• **Yang Diharapkan**:
Bisakah Anda menuliskan kembali bagian teks tentang Down syndrome yang dimulai pada kata-kata "A . Definisi" dan berhenti setelah "oleh kromosom abnormal.", dengan "cacat bawaan" diganti menjadi "kelainan bawaan"?

A . Definisi dan Pengertian
Down syndrome adalah cacat bawaan yang disebabkan oleh adanya kelainan kromosom autosomal, yaitu kelebihan kromosom X. Sindrom ini juga disebut Trisomy 21, karena 3 dari 21 kromosom yang normal tergantikan oleh kromosom abnormal.
B.  Etiologi
1.      Genetik
Diperkirakan terdapat predisposisi genetik terhadap Non Disjunctional (translokasi kromosom 21 dan 15). Bukti yang mendukung teori ini adalah berdasarkan atas hasil penelitian epidemologi yang menyatakan adanya peningkatan resiko ulang bila di dalam keluarga terdapat anak dengan Down syndrome
2.      Radiasi
Radiasi menjadi salah satu penyebab terjadinya Non Disjunctional pada Down syndrome. Uchida (1981) menyatakan bahwa sekitar 30 % ibu yang melahirkan anak dengan Down syndrome pernah mengalami radiasi pada daerah perut sebelum terjadinya konsepsi
  1. Infeksi
Infeksi juga dikatakan menjadi salah satu penyebab terjadinya Down syndrome, tetapi belum ada penelitian yang dapat memastikannya
  1. Auto Imun
Autoimun juga dipekirakan sebagai salah satu penyebab Down syndrome, terutama autoimun tyroid
  1. Usia Ibu
Apabila usia ibu diatas 35 tahun ketika terjadi konsepsi, diperkirakan terdapat perubahan hormonal tubuh yang nantinya dapat menyebabkan Non Disjunctional pada kromosom, misalnya adanya peningkatan sekresi androgen, menurunnya kadar hidroepiandrosteron, menurunnya konsentrasi estradiolsistemik, perubahan konsentrasi reseptor hormon dan peningkatan kadar LH dan FSH secara tiba-tiba sebelum dan selama menopause
  1. Usia Ayah
Down syndrome dilaporkan bahwa sekitar 20%- 30% dari prosentase total disebabkan oleh adanya pengaruh dari usia ayah, tetapi korelasinya tidak setinggi usia ibu.

• **Bagian Data**:
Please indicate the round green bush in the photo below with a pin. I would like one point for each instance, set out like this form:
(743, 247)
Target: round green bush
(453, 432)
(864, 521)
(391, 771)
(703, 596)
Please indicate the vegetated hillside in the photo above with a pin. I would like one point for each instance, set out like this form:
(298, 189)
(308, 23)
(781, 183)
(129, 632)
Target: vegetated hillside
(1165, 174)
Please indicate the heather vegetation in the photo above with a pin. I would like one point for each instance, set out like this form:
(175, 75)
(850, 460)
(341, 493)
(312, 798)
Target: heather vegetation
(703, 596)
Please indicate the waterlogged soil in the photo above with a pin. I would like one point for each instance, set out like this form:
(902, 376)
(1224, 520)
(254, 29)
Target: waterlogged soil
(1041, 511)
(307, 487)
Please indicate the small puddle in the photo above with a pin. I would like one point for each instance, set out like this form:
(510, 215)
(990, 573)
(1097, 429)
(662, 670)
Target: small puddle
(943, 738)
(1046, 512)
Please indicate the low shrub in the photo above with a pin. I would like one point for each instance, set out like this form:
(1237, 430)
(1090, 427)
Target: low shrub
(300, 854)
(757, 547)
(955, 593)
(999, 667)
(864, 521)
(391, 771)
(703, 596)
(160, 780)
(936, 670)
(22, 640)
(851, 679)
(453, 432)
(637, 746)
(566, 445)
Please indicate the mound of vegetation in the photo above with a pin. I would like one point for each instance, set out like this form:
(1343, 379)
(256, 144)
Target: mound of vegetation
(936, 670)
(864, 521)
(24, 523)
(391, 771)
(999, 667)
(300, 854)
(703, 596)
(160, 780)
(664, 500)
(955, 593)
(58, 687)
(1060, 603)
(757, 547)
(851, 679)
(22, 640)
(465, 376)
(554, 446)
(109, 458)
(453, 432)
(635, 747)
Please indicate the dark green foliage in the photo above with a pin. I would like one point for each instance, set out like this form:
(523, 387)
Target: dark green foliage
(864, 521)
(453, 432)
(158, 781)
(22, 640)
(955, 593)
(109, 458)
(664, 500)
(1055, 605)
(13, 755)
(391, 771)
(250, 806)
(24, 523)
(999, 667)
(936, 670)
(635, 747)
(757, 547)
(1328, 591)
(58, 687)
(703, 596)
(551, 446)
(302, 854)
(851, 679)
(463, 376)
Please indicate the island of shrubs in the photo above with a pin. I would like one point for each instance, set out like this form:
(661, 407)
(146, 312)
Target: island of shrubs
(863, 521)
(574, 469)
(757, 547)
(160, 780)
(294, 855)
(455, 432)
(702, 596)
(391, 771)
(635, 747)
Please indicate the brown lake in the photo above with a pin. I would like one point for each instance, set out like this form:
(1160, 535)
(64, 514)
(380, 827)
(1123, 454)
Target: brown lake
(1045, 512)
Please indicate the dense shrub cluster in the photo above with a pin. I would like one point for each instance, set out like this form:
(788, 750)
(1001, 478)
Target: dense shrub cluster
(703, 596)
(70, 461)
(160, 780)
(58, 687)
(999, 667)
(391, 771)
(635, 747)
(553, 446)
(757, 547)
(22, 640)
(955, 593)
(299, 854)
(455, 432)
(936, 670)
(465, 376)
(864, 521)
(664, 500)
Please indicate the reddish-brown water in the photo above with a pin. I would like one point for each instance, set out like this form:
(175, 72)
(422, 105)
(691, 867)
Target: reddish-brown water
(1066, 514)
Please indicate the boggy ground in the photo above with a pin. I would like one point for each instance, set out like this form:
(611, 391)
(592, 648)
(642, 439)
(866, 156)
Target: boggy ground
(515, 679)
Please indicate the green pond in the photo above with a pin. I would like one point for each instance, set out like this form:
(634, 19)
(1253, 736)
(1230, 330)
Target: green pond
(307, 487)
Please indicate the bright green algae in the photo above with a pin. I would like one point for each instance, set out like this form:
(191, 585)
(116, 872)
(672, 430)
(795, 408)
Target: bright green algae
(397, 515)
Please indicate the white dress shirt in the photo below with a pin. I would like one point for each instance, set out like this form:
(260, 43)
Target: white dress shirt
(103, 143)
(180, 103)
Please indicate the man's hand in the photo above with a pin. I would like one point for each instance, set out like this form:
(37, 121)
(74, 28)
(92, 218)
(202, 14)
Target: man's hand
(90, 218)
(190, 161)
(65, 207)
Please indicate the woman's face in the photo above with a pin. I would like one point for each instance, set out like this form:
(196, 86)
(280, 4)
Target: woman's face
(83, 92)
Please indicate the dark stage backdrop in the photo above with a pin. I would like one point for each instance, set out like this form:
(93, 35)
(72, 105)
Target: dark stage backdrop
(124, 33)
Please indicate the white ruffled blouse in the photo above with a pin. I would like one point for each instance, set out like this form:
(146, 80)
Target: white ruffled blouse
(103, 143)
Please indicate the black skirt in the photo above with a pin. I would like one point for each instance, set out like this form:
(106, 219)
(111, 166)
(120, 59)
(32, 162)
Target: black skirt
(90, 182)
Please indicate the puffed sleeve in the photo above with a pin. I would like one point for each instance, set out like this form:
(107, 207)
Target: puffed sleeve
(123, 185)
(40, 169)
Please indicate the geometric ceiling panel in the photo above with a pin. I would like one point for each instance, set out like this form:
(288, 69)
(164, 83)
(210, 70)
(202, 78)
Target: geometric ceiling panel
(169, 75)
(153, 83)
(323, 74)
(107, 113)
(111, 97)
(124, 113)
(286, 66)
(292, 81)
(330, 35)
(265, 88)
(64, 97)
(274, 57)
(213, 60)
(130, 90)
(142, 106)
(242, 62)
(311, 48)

• **Hasil**:
A . Definisi dan Pengertian
Down syndrome adalah kelainan bawaan yang disebabkan oleh adanya kelainan kromosom autosomal, yaitu kelebihan kromosom X. Sindrom ini juga disebut Trisomy 21, karena 3 dari 21 kromosom yang normal tergantikan oleh kromosom abnormal.